◆ **Исходный текст**:
········
«Актер — очень внешняя профессия»
— Геннадий Викторович, почему книгу о себе не пишете? Или — как вы однажды заметили — «исповедоваться надо на сцене»?
— Я все же приступил к написанию книги и очень надеялся довести ее до конца к юбилею. Но потом план сократился: может, половину успею? Затем — ну хоть четыре главы? Н-да. Я из той категории людей, которых спросишь: «Как дела?» — и человек очень подробно начинает отвечать. Но ничего. Отгремят эти юбилейные…
— ...фейерверки.
— Да. Я услышу слова, которые принято произносить в адрес юбиляра, особенно если он добежал до 70-го отрезка. А потом спокойно вернусь к своим будням. Книга называется «Путешествие в один конец». И это не исповедь нарцисса. Я и моя жизнь — всего-навсего повод, чтобы рассказать, что удалось увидеть, передумать, перестрадать, перерадоваться. И нет такой задачи — доказать, что меня окружали исключительно планетарные звезды.
— В начале пути вы стояли у развилки — то ли жанр эстрадной репризы, то ли клоунада, пародия, актерство... Жизнь вынесла туда, куда она вынесла. Но вы до сих пор считаете себя клоуном?
········
◆ **Фрагменты набора данных об указании на объекты**:
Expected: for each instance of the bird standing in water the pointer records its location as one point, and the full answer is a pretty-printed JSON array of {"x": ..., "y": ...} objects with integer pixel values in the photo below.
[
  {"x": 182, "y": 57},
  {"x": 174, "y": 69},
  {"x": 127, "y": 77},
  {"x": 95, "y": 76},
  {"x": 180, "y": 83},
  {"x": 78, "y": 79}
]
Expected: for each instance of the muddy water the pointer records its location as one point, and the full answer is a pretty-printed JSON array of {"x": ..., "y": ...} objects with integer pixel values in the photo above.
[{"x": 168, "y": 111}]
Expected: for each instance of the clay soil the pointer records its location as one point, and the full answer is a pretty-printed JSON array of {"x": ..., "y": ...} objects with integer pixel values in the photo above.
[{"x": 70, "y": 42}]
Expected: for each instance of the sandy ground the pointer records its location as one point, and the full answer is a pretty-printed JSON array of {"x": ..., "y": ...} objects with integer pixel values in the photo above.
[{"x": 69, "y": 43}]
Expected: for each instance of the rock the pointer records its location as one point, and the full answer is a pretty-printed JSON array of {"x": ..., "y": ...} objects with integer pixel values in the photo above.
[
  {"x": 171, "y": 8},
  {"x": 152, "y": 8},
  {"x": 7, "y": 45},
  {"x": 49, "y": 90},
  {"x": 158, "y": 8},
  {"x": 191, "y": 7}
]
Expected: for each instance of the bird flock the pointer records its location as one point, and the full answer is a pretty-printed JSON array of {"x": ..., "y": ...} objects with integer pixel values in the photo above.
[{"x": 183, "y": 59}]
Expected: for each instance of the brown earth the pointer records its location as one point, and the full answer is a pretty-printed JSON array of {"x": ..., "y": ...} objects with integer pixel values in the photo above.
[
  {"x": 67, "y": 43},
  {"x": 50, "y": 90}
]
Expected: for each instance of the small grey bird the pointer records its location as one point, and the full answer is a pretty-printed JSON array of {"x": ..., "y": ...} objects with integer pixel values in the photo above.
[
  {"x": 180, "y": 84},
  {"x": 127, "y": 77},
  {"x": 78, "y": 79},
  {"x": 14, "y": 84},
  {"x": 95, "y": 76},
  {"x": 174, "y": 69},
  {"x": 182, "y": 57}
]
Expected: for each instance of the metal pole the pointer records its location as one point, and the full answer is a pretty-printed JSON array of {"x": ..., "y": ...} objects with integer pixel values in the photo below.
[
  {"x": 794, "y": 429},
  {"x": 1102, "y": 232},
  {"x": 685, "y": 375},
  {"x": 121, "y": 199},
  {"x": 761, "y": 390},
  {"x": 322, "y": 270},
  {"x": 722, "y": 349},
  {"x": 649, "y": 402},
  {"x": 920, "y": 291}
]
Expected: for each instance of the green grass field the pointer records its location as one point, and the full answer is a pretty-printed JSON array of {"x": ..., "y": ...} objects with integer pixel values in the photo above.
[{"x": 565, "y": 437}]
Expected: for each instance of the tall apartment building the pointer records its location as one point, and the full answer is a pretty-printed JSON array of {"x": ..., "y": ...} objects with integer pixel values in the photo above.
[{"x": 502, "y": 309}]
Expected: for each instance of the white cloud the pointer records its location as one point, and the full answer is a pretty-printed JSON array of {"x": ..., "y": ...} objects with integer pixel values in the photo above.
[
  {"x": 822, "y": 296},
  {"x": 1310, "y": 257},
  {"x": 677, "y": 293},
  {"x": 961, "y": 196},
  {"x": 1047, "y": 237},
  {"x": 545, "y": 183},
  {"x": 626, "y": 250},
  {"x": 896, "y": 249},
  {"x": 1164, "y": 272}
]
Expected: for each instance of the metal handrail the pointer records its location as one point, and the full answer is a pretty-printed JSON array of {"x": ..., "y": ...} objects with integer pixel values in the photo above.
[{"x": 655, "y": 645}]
········
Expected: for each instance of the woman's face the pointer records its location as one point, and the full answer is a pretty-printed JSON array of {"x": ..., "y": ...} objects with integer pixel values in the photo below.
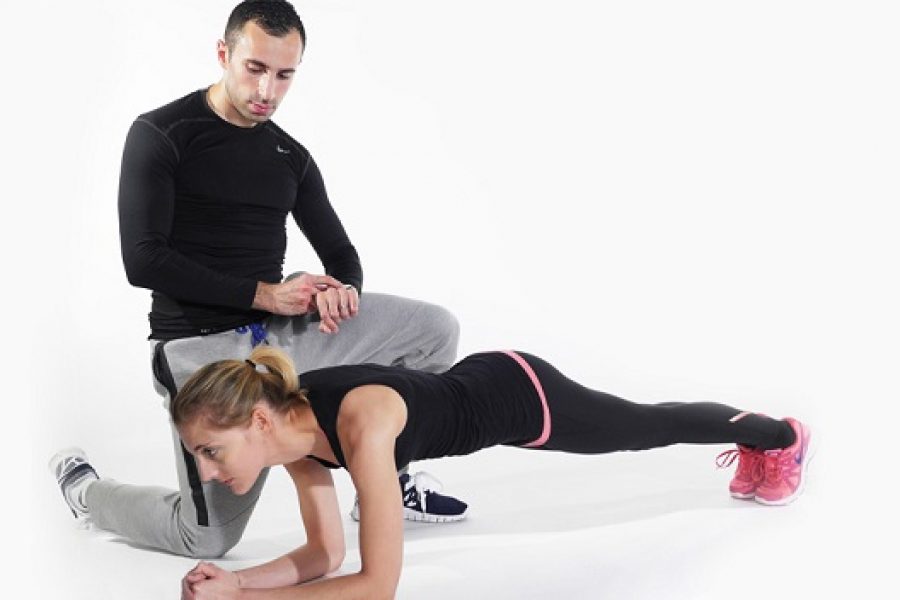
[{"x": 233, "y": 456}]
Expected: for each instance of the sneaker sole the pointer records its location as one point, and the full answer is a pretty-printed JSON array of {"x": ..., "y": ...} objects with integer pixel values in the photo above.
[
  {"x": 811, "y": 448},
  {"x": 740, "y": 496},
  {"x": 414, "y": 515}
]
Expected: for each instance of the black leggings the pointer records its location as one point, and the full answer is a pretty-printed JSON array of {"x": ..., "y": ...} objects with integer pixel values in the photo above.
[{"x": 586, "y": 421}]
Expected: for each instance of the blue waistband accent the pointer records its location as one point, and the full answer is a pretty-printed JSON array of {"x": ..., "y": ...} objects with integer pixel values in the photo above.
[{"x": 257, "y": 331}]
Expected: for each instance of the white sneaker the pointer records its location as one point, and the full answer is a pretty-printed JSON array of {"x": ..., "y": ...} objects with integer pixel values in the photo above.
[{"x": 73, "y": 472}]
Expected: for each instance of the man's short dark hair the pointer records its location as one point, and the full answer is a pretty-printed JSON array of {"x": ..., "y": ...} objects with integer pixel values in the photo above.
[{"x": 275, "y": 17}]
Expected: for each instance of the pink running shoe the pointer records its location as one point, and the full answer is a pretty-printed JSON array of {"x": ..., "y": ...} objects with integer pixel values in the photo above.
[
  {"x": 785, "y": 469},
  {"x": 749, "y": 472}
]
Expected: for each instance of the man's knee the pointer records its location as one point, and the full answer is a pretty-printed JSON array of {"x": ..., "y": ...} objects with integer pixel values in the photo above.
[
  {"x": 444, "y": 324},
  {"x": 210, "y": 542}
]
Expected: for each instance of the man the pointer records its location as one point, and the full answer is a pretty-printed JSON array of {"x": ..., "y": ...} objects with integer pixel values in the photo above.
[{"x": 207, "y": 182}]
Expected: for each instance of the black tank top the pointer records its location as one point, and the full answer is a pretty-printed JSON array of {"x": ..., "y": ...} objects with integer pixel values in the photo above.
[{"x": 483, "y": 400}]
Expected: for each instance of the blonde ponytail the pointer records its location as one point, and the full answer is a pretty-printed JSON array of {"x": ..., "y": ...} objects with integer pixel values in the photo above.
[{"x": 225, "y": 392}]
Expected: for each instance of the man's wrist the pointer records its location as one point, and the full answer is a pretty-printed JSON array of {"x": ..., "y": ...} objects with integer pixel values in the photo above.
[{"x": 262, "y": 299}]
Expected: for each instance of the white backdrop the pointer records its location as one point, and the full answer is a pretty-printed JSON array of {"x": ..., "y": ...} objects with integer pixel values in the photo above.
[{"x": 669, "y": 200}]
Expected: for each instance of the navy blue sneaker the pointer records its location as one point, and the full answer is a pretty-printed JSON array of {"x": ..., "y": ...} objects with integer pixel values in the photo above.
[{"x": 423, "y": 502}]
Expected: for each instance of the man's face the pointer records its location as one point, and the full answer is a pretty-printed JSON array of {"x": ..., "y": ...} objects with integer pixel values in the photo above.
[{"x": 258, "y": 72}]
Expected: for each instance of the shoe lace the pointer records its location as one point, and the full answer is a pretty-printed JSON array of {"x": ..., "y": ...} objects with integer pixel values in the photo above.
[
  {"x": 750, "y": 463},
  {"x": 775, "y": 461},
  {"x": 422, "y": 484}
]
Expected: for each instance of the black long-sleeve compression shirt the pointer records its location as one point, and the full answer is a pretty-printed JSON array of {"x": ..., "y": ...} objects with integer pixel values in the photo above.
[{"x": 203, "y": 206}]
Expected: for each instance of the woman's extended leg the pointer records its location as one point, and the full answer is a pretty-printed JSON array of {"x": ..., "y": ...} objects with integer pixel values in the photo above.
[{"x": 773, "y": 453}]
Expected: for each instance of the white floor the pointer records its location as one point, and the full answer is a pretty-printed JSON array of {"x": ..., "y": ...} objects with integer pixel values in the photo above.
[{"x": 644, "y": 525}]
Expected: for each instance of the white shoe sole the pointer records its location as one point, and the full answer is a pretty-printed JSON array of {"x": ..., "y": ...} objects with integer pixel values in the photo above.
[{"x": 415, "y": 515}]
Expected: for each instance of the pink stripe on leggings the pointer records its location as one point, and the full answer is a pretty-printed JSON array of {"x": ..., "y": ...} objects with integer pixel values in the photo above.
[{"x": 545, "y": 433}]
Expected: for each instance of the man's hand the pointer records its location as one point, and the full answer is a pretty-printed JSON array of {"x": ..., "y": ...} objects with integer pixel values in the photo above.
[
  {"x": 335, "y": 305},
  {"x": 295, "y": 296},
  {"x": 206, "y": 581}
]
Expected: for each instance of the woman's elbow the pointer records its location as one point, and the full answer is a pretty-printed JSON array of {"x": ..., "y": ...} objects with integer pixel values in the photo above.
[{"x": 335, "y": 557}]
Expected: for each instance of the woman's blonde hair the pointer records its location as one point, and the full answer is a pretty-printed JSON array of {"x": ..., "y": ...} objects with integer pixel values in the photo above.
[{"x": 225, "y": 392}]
········
◆ **Задания**:
1. Какое название носит книга, о работе над которой рассказывается в интервью?
2. Напишите продолжение интервью, начав с ответа на последний вопрос.

◆ **Ответы**:
1. Книга называется «Путешествие в один конец».

2.
— А вы знаете, если руководствоваться определением Феллини, что «клоунада — самое великое из искусств» (причем он явно не подразумевал человека, выходящего на цирковой манеж), безусловно, моя профессия может быть позиционирована как «клоун». Так, клоуном можно назвать уникального Вуди Аллена или Луи де Фюнеса. Но… не очень понимаю, зачем так сужать рамки. Есть же хорошее определение — актер. От слова «акт», «действие». Действующий! Возьмем мою роль Наполеона, вызвавшую серьезную коррекцию во мне не только актерскую, но и личностную. Простите, но трудно же назвать Наполеона клоуном!
— А все-таки в цирке не было соблазна остаться? Все ж окончили училище циркового и эстрадного искусства…
— Никогда. А в училище это попал случайно, по «наколке» Александра Анатольевича Ширвиндта, было это в 1964 году прошлого столетия. До этого и не знал о существовании подобного заведения… и поступил по остаточному принципу. Потому что никакие театральные институты не разглядели во мне ничего такого, что могло бы их сподвигнуть на принятие.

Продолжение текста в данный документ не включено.